● PASSAGE TO READ:

------

To diagnose for E. coli, a stool sample is usually tested. This is the best method to check to see if the parasite is E. coli and not E. histolytica. This usually involves checking the cysts for the size, shape, and the number of nuclei. E. coli has cysts in size up to 10 to 35 micrometers, the shape is irregular, oval with a shell-like appearance that is more uniformed compared to E. histolytica, and has up to eight nuclei in the cyst compared to the four nuclei of E. histolytica. To the untrained eye of an inexperienced microbiologist, "tetranucleate cysts of Entamoeba coli can be mistaken for mature cysts of Entamoeba histolytica" Often " a tetranucleate Entamoeba coli cyst is larger than a mature cyst of Entamoeba histolytica, can be variable in shape, and has nuclear peripheral chromatin and karyosome composed of irregular granules" in this matter of comparison.
To make a diagnosis for any Entamoeba species, usually a wet mount is created "by finding the characteristic cysts in an iodine stained, formol-ether concentration method or by detecting the characteristic trophozoites in a wet preparation or a permanent stained preparation" to see what they may look like. Also, these stains of trichrome can be used to mount the cysts of any Entamoeba spp.

------

● DATA TO EXAMINE:
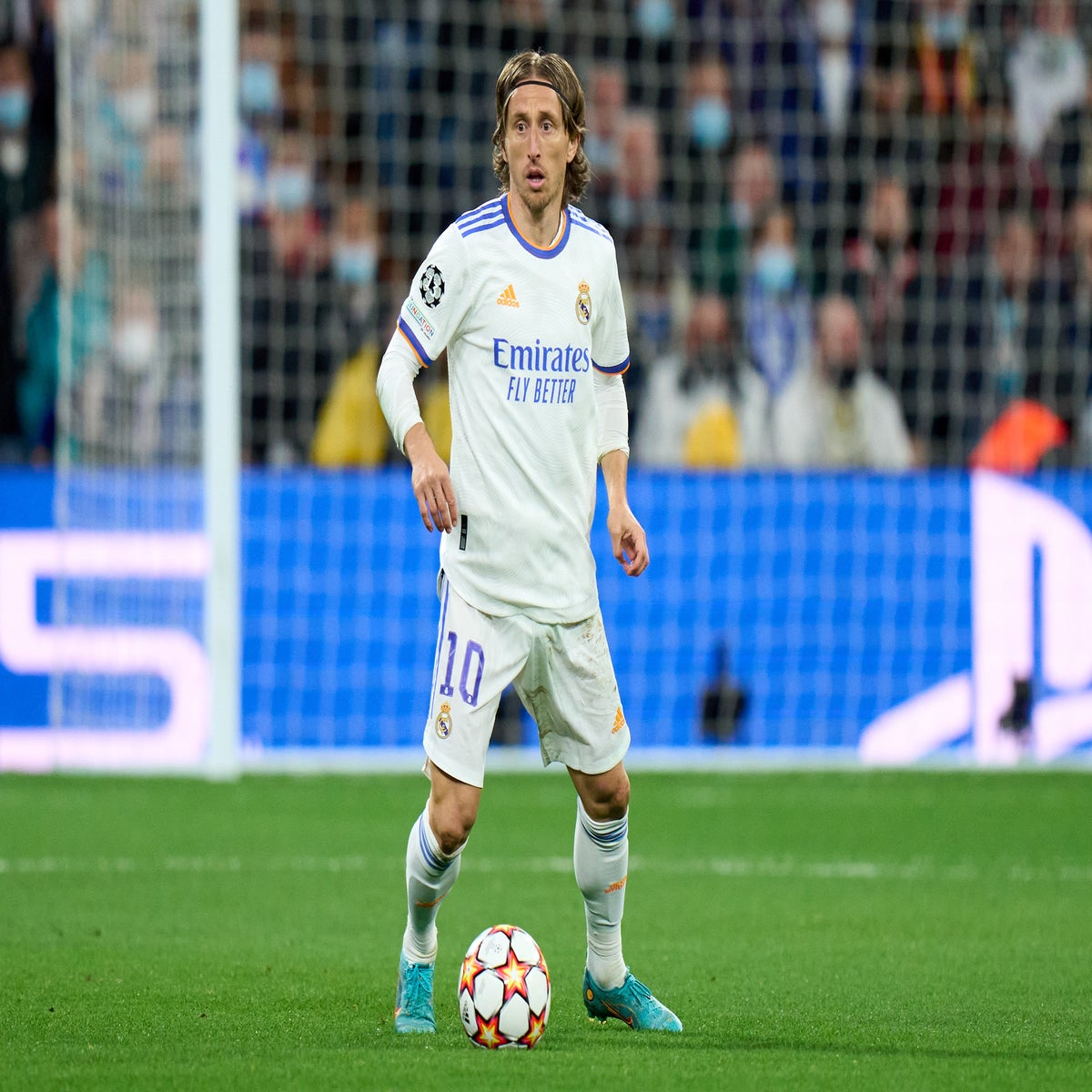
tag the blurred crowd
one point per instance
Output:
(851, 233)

------

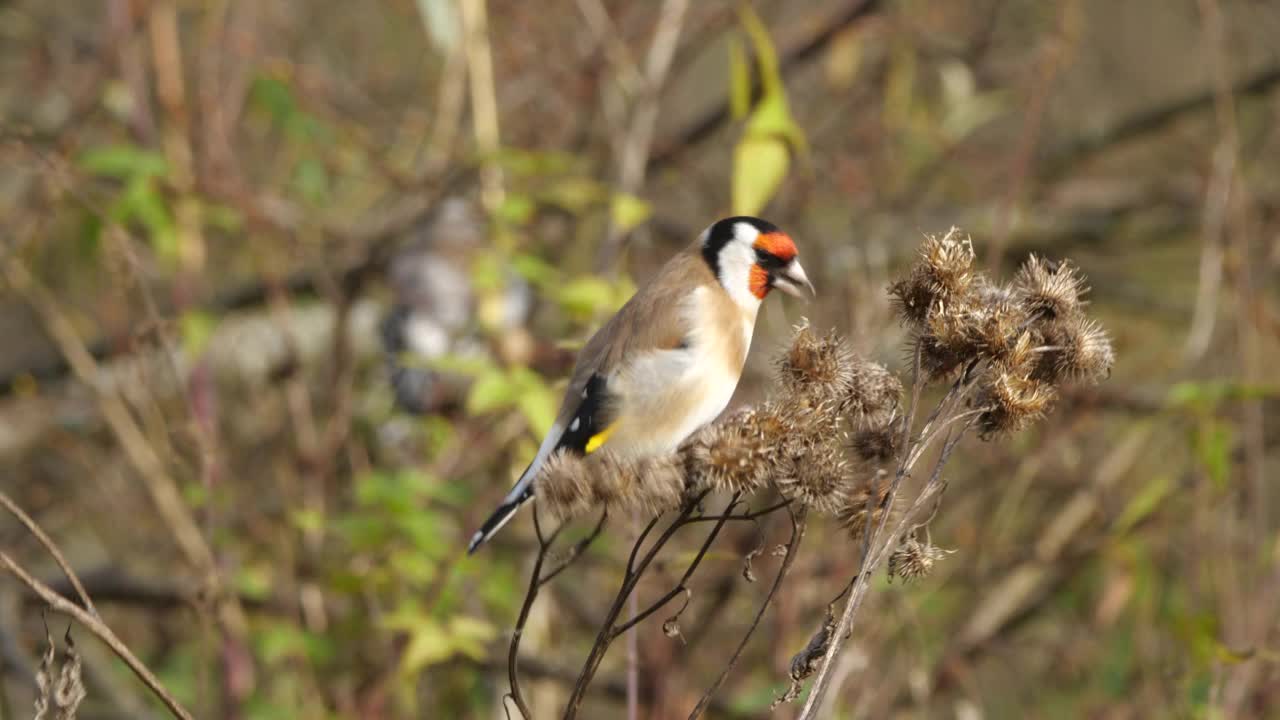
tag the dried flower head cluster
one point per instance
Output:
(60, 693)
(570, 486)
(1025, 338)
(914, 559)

------

● EXERCISE:
How many nuclei can a cyst of E. coli have, according to the passage on diagnosing E. coli?

● SOLVED EXERCISE:
Up to eight nuclei.